> _TASK REQUIREMENTS_:
**A.** In the blog post, at which store did the writers buy groceries?
**B.** Extract everything in the blog post from "Today we stayed" down to "and happy 4th!".

> _PASSAGE PROVIDED_:
----

Yesterday we trekked up to Bodie (pronounced body) Lighthouse, then on to Roanoke Island and Manteo. We visited the waterfront in Manteo, which reminds us of a smaller version of River Street in Savannah with the shops and restaurants. We walked a bridge over the sound to the Elizabethan Gardens and museum. Spent some time scratching through the courtyard looking for shark's teeth and other fossils. Afterwards went up to Kill Devil Hills and Nags Head for the only Wal-Mart and groceries at Harris Teeter. We made a full day of it and were wiped out afterwards.

Today we stayed home, stayed cool, and relaxed. The park is quickly filling up for the Fourth of July, which will be a very busy weekend for us. In looking back at the past blogs, we've apparently had a lapse in time. Could be that we're caught up in our work, even though it's not a really good excuse.

WiFi in the park has been splotchy at best, but mostly down. We'll try to do better at posting to the blog.

Have a safe and happy 4th!

Wednesday, June 10, 2009

Pictures and Catching Up

Okay, finally transferred the pictures from the camera to help explain the last post. Notice the pic of Jerri and 'Bob the Teacher' who happens to be an avid hang glider and kite flier extraordinaire. Although we didn't kayak, jet ski or fly kites on our days off this week, we are now in search of a multi-line recreational kite to play around with. Bob inspired us with his huge collection of kites which he carefully removed one at a time and flew each one. One looked like a seagull, another was a trick kite, you get the picture. His joy was contagious. He and his wife, Sharon, fed the gulls and love all things that fly.

Kites and kiteboarders were plentiful last week. This picture was taken behind Kitty Hawk Kites in Rodanthe during the Triple S Invitational. A lot of the kiteboarders were packing it in after a day on the Pamlico Sound.

----

> _SUPPLIED MATERIAL_:

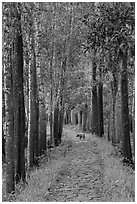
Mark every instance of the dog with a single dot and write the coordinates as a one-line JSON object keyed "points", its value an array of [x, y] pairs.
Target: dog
{"points": [[81, 135]]}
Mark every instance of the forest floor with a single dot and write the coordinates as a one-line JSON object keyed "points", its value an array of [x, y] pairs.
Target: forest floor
{"points": [[79, 171]]}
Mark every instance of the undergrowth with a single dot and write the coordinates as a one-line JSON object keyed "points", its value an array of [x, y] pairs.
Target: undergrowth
{"points": [[119, 180]]}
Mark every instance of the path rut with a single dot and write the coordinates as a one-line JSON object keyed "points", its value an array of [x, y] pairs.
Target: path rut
{"points": [[81, 177]]}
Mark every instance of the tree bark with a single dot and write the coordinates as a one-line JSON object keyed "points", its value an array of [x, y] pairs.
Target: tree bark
{"points": [[9, 118], [19, 108], [100, 101], [125, 109], [95, 129]]}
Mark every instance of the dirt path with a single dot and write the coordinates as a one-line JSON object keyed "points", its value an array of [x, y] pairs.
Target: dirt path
{"points": [[87, 170], [81, 178]]}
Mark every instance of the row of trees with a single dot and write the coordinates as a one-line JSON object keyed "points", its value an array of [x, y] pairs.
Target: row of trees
{"points": [[65, 62]]}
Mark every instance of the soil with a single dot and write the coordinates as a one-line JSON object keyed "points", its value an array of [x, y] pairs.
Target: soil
{"points": [[81, 177]]}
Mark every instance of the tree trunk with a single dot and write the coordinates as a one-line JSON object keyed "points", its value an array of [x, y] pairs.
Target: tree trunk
{"points": [[94, 99], [19, 108], [125, 109], [85, 118], [100, 101], [9, 118], [56, 124]]}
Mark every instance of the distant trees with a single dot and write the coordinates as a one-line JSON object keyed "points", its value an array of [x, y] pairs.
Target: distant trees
{"points": [[65, 62]]}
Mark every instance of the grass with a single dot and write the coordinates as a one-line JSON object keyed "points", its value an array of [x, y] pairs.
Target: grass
{"points": [[40, 178], [119, 180]]}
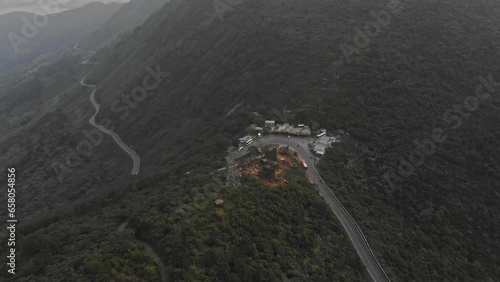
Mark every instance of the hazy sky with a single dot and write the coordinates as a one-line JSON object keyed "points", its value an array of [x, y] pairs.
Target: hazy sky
{"points": [[51, 6]]}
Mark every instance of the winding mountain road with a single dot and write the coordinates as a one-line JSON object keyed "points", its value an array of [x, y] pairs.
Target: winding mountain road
{"points": [[354, 232], [86, 62], [135, 158]]}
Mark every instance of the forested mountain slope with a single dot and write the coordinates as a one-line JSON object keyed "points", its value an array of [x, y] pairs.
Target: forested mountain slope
{"points": [[413, 76]]}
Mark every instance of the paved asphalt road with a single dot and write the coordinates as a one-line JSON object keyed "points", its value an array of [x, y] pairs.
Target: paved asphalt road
{"points": [[136, 159], [357, 237]]}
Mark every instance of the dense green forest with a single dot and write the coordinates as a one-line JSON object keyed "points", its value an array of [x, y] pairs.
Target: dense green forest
{"points": [[260, 234]]}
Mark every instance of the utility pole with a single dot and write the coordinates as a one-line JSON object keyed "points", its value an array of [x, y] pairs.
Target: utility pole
{"points": [[232, 179]]}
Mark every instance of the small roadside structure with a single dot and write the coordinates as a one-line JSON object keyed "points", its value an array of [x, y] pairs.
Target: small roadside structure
{"points": [[269, 123], [246, 140], [219, 203]]}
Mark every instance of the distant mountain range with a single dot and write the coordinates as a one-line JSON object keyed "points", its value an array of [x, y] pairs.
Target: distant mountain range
{"points": [[21, 39], [33, 6], [131, 15]]}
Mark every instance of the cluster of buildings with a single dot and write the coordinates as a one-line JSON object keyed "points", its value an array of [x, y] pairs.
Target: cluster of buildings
{"points": [[270, 126], [318, 146], [323, 142]]}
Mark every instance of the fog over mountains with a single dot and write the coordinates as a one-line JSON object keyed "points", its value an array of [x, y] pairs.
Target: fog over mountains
{"points": [[46, 6], [408, 90]]}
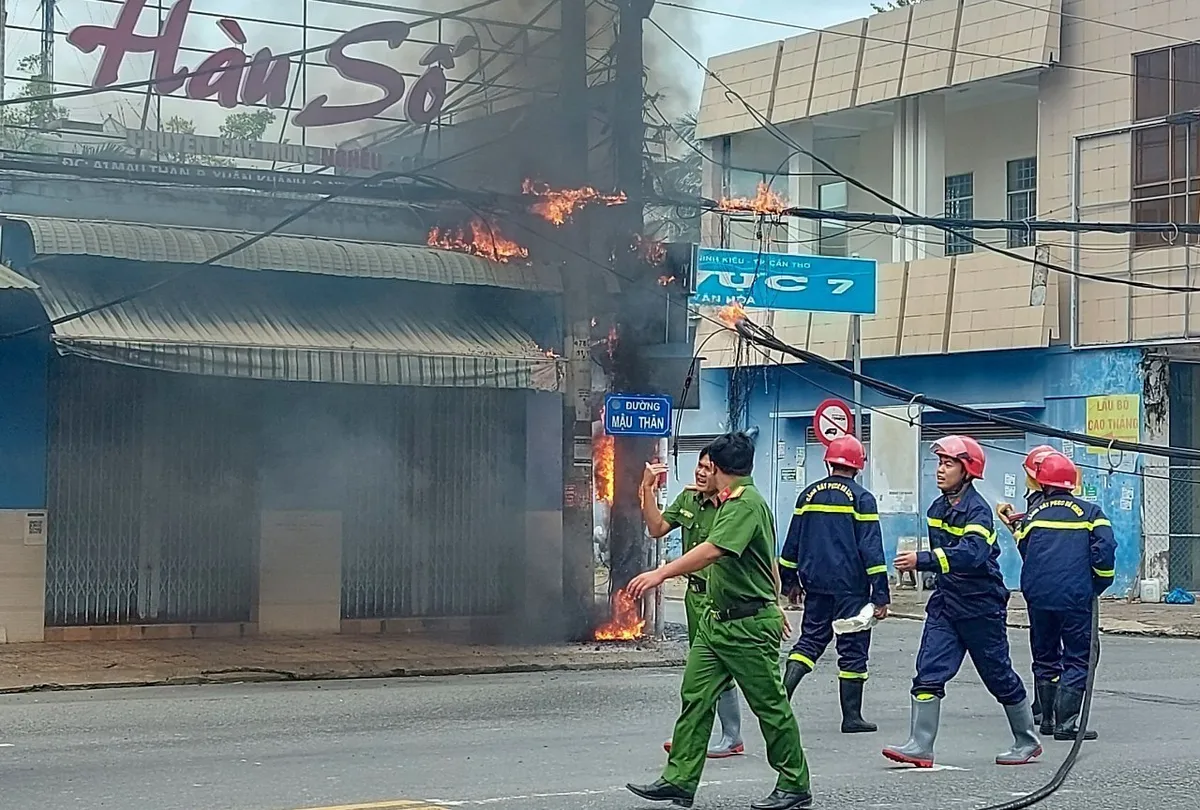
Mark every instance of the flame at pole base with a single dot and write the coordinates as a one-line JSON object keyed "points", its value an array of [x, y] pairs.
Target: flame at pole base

----

> _ANSWERS TO EACH TASK_:
**A.** Harris Teeter

**B.**
Today we stayed home, stayed cool, and relaxed. The park is quickly filling up for the Fourth of July, which will be a very busy weekend for us. In looking back at the past blogs, we've apparently had a lapse in time. Could be that we're caught up in our work, even though it's not a really good excuse.

WiFi in the park has been splotchy at best, but mostly down. We'll try to do better at posting to the blog.

Have a safe and happy 4th!